━━━━━ Data records

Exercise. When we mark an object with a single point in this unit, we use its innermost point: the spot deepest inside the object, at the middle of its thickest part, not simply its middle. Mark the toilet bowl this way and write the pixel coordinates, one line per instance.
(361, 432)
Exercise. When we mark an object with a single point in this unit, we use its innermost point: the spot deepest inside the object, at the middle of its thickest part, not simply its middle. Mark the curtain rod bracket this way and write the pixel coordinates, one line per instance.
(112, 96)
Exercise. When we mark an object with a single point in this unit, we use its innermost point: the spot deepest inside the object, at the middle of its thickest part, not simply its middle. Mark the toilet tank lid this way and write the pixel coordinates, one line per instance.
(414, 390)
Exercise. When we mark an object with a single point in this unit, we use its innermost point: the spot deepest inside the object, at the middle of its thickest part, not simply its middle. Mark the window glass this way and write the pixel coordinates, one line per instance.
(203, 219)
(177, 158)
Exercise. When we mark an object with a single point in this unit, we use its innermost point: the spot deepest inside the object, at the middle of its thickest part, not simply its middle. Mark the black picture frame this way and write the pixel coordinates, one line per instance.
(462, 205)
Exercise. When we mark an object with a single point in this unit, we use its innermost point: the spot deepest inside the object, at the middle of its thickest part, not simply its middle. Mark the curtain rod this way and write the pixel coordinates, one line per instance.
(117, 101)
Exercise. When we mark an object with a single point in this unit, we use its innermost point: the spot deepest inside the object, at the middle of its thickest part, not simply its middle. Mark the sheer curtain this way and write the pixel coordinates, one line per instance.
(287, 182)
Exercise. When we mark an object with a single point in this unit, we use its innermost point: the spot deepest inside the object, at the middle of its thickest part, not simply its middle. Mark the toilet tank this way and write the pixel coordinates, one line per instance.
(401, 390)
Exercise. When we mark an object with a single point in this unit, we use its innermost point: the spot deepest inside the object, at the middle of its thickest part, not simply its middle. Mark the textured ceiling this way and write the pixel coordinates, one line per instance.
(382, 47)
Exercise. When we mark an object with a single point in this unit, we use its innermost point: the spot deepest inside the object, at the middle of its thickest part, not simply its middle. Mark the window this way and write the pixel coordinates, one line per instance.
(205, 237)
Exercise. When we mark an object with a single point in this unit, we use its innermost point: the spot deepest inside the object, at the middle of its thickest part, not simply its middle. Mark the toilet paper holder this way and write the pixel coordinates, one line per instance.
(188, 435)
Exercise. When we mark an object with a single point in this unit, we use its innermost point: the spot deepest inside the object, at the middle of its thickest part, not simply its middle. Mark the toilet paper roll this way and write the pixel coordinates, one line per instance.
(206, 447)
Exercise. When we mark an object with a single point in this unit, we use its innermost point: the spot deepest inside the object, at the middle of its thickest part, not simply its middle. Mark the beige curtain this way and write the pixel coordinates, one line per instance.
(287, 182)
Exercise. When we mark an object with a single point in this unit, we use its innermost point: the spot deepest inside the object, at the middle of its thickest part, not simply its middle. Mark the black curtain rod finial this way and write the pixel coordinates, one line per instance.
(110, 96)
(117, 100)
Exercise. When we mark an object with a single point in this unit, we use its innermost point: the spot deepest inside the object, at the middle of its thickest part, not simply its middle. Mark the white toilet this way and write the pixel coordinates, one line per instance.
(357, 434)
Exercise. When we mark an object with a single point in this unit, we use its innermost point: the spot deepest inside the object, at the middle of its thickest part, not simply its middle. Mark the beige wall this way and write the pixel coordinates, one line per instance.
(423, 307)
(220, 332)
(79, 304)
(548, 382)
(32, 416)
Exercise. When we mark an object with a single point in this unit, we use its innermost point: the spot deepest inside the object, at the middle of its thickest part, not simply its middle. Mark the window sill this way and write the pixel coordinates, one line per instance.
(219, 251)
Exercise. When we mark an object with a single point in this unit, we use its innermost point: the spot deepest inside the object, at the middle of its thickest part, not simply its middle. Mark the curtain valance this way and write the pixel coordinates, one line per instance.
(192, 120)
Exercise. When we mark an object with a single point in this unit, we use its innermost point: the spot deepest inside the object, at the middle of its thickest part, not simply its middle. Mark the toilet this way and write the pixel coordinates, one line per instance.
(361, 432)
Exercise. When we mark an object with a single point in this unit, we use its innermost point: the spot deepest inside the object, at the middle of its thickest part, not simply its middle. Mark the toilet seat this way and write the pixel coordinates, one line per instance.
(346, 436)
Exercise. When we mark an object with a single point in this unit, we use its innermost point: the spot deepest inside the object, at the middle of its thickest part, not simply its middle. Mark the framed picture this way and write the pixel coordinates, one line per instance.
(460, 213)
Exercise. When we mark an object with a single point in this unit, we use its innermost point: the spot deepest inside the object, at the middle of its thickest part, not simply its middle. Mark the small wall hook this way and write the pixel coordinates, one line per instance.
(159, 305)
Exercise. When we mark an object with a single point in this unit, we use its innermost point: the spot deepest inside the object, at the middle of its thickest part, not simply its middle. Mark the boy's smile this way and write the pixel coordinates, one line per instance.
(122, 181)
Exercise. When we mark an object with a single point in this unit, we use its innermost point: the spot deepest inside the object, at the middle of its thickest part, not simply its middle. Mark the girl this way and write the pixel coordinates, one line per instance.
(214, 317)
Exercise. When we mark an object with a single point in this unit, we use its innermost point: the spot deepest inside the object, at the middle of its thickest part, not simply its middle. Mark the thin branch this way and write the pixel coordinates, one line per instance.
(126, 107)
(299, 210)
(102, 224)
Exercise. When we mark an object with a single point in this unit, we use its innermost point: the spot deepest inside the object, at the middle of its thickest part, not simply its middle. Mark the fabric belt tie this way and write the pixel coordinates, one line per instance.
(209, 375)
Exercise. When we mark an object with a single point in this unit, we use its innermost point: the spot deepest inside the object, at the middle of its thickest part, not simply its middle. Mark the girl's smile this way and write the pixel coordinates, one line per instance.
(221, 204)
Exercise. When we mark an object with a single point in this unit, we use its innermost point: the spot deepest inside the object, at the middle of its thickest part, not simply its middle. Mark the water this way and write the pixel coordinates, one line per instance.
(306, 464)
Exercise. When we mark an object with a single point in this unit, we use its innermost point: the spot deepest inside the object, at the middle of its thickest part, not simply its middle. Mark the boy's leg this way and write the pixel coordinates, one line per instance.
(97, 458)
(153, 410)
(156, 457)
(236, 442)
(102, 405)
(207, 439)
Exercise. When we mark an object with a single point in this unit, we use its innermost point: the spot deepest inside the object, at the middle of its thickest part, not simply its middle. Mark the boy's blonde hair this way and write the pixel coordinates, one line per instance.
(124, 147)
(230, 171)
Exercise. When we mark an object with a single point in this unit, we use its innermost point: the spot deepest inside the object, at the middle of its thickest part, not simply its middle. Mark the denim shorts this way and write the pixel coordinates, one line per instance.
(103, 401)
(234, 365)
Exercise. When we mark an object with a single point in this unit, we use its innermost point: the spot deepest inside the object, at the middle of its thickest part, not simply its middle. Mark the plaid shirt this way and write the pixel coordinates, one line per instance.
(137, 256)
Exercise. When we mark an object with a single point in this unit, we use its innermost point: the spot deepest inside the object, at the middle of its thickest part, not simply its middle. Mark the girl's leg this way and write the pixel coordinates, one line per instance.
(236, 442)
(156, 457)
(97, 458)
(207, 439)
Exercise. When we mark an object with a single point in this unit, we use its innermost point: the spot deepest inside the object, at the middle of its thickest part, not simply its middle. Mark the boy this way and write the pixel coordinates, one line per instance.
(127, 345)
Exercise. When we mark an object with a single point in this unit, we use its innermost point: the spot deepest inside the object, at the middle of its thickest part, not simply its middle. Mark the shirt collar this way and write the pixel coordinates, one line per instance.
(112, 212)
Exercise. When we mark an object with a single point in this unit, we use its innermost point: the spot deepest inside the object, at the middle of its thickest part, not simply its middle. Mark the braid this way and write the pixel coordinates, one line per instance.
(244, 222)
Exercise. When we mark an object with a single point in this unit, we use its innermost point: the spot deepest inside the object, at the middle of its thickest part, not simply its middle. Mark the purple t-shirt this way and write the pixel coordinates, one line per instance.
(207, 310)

━━━━━━━━━━

[Required action]: Could you print, exactly and with nothing else, the lines from the one containing "Mark the purple" through the last line of the records above?

[Result]:
Exercise. When we mark an object with a single point in this unit, we use its innermost point: the spot deepest inside the object, at the middle of its thickest part, not simply its middle. Mark the purple t-shirt this way and write the pixel coordinates, one line per instance.
(207, 310)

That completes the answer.